> [EXERCISE BRIEF]: Rewrite the material below, changing every "one point on every line" to "one point per line" and keeping everything else the same.

## begin SOURCE DATA

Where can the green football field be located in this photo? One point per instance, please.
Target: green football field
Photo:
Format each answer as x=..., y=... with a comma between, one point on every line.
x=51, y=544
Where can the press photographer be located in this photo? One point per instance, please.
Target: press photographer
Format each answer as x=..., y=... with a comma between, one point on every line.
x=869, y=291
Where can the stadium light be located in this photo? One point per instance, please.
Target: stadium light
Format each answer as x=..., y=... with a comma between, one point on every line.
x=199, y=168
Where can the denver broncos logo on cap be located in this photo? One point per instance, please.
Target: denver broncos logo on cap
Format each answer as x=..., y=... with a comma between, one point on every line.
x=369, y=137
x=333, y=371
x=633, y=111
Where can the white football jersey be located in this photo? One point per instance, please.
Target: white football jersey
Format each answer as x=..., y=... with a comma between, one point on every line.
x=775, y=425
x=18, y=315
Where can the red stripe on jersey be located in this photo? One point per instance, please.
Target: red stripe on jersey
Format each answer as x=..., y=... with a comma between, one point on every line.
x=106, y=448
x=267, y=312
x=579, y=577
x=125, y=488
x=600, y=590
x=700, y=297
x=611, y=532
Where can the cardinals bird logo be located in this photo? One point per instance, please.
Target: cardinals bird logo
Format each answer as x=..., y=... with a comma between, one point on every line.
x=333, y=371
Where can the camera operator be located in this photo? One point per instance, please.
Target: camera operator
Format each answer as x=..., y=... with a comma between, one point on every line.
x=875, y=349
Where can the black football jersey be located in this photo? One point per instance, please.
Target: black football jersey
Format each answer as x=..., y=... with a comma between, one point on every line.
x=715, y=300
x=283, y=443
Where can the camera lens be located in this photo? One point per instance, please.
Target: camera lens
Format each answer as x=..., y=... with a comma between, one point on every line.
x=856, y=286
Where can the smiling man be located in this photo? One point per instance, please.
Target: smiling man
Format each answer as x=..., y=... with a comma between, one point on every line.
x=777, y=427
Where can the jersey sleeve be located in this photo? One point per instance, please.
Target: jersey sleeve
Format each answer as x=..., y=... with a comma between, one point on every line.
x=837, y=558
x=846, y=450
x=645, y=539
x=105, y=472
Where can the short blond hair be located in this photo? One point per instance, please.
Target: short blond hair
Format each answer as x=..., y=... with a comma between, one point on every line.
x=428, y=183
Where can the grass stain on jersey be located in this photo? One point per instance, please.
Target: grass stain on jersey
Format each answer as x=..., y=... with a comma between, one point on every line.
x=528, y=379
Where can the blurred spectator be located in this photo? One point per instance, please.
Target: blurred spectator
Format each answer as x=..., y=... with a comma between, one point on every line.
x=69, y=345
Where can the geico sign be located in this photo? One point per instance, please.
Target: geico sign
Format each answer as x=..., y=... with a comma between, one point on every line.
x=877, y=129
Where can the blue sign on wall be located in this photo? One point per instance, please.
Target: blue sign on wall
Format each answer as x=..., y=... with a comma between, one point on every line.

## end SOURCE DATA

> [COMPLETED TASK]:
Where can the green football field be located in this photo? One point per instance, please.
Target: green football field
Photo:
Format each answer as x=..., y=... with a comma between, one point per line.
x=51, y=544
Where can the press photographer be located in this photo? One point per instance, please.
Target: press photographer
Format each answer as x=..., y=... with a comma between, one point per line.
x=869, y=291
Where can the stadium light be located in this photo? One point per instance, please.
Target: stadium light
Format each answer as x=..., y=... with a comma between, one point per line.
x=199, y=168
Where can the denver broncos logo on cap be located in this photo? One point per instance, please.
Target: denver broncos logo on cap
Format each answer as x=..., y=... with a comma between, one point per line.
x=369, y=137
x=333, y=371
x=633, y=111
Where can the white football jersey be located in this photo? One point per instance, please.
Target: white football jersey
Format each answer as x=..., y=... with a comma between, one point per line.
x=775, y=425
x=18, y=315
Where can the red stripe on jersey be located in this photo? One point per instance, please.
Target: red stripe on jersey
Format each answer as x=..., y=... with a comma between, one point per line.
x=106, y=448
x=267, y=312
x=579, y=577
x=125, y=488
x=600, y=590
x=700, y=297
x=611, y=532
Where can the cardinals bird logo be located in this photo? One point per instance, please.
Target: cardinals bird logo
Format each answer as x=..., y=... with a comma between, one point per line.
x=333, y=371
Where can the camera operator be located in this photo? One point per instance, please.
Target: camera operator
Format each answer as x=..., y=... with a comma between, one point per line.
x=875, y=349
Where can the black football jersey be located in this photo? One point per instance, please.
Target: black football jersey
Format each answer as x=..., y=... with a comma between, one point per line.
x=715, y=300
x=283, y=443
Where can the camera lens be located in this photo? One point per instance, please.
Target: camera lens
Format each answer as x=..., y=... with a comma between, one point per line.
x=856, y=286
Where can the smiling man be located in this photo? One point per instance, please.
Target: smiling man
Format each answer as x=..., y=... with a comma between, one point per line.
x=777, y=427
Where can the jersey sleeve be located in this photo? One point per instance, please.
Target: jersey sleeve
Format each answer as x=..., y=... with a comma between, one point per line.
x=837, y=558
x=846, y=450
x=645, y=539
x=105, y=472
Where can the short blond hair be located in this photo? One point per instance, please.
Target: short blond hair
Format each answer as x=..., y=... with a comma between, one point per line.
x=428, y=183
Where can the grass stain on jersey be located in this photo? One point per instance, please.
Target: grass stain on jersey
Format each answer as x=..., y=... with a comma between, one point per line.
x=528, y=379
Where can the blurred spectator be located in this photo? One point per instance, please.
Target: blurred spectator
Format each answer as x=..., y=... with a comma between, one point per line.
x=69, y=345
Where can the geico sign be located in this photo? One point per instance, please.
Target: geico sign
Format each answer as x=..., y=... with a comma between, one point per line.
x=877, y=129
Where can the blue sign on wall be located in this photo? One point per instance, please.
Target: blue sign on wall
Format each answer as x=..., y=... with a comma between, one point per line.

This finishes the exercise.